⟨
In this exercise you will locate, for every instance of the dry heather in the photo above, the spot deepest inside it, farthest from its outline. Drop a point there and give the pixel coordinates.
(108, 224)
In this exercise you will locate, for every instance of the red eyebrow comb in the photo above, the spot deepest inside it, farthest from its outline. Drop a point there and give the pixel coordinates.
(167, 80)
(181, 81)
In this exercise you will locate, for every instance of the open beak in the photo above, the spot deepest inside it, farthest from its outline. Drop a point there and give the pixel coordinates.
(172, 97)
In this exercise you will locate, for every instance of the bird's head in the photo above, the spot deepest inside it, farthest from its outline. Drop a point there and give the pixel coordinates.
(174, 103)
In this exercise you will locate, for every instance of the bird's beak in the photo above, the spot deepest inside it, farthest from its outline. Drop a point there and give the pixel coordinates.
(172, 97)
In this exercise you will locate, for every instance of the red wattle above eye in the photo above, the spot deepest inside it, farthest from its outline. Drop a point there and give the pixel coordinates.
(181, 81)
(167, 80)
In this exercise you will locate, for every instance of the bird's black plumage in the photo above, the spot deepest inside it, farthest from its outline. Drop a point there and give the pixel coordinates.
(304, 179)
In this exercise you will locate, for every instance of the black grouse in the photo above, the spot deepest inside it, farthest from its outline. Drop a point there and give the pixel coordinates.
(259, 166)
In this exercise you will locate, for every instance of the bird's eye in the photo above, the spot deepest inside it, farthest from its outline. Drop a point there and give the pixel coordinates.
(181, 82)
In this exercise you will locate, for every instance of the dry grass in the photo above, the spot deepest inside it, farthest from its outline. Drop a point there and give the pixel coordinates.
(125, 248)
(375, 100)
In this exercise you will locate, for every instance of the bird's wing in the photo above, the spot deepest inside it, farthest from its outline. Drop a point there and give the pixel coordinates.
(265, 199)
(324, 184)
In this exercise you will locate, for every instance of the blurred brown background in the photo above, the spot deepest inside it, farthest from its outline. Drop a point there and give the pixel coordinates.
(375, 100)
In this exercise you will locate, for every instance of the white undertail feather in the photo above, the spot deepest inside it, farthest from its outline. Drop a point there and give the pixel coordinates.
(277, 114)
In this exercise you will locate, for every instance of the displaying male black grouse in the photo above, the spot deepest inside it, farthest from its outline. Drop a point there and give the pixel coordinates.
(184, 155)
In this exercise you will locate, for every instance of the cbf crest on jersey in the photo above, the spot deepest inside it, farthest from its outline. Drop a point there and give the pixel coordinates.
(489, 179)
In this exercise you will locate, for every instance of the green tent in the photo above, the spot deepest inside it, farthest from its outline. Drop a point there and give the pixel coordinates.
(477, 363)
⟩
Render the listing above as a JSON list of strings, one string for each line and no entries for blank lines.

- [Result below]
[
  "In this exercise you will locate, for every instance of the dry heather in the photo above, the spot deepest inside it, farthest from its outline. Drop a point there and give the pixel coordinates.",
  "(108, 224)",
  "In this exercise you will locate, for every instance of the red eyebrow comb in the photo above, the spot deepest inside it, farthest from its outline. Drop a point there and give the pixel coordinates.",
  "(167, 80)",
  "(181, 81)",
  "In this exercise you will locate, for every instance of the open beak in the photo above, the spot deepest inside it, farthest from its outline. Drop a point there and give the pixel coordinates.",
  "(172, 97)",
  "In this exercise you will locate, for every instance of the bird's head in the photo above, the spot deepest inside it, farthest from its outline. Drop a point there and give the pixel coordinates.",
  "(174, 103)",
  "In this exercise you will locate, for every instance of the bird's beak in the photo above, the spot deepest inside it, farthest from its outline. Drop a point there and give the pixel coordinates.",
  "(172, 97)",
  "In this exercise you will locate, for every instance of the red wattle above eye in the photo above, the spot deepest inside it, farthest from its outline. Drop a point there and give the pixel coordinates.",
  "(181, 81)",
  "(167, 80)",
  "In this exercise you will locate, for every instance of the bird's black plumage in the photo above, the spot deepest inside it, farthest from its outline. Drop a point there and give the pixel coordinates.",
  "(304, 179)",
  "In this exercise you will locate, for every instance of the black grouse in the photo above, the spot deepest inside it, farthest from its outline. Drop a point there and give the pixel coordinates.",
  "(259, 166)",
  "In this exercise you will locate, for every instance of the bird's eye in the photo above, the spot deepest inside it, farthest from its outline. Drop a point there and give the pixel coordinates.",
  "(181, 82)",
  "In this exercise you will locate, for every instance of the dry grass in the photo above, the spot deepest inside it, farthest from its outline. Drop a point there and give the pixel coordinates.",
  "(125, 248)",
  "(375, 100)",
  "In this exercise you will locate, for every instance of the bird's wing in the photo above, the spot deepest inside it, farthest from its outline. Drop a point there and give the pixel coordinates.",
  "(265, 199)",
  "(324, 184)",
  "In this exercise you will locate, for every instance of the blurred brown background in the photo above, the spot deepest inside it, farthest from its outline. Drop a point there and give the pixel coordinates.",
  "(375, 100)",
  "In this exercise you will locate, for every instance of the white undertail feather in the photo above, the spot deepest inside it, farthest from its outline. Drop a point there and give the pixel coordinates.",
  "(277, 114)",
  "In this exercise you will locate, for every instance of the displaying male black grouse in the photo above, the spot deepest inside it, farthest from its outline. Drop a point there and give the pixel coordinates.",
  "(184, 155)",
  "In this exercise you will locate, for every instance of the cbf crest on jersey in the photo above, the spot deepest inside it, farthest from its outline. Drop a point there and give the pixel coordinates.",
  "(489, 179)",
  "In this exercise you will locate, for every instance of the green tent in the photo above, the spot deepest inside it, farthest from its outline. Drop a point there and give the pixel coordinates.",
  "(477, 363)"
]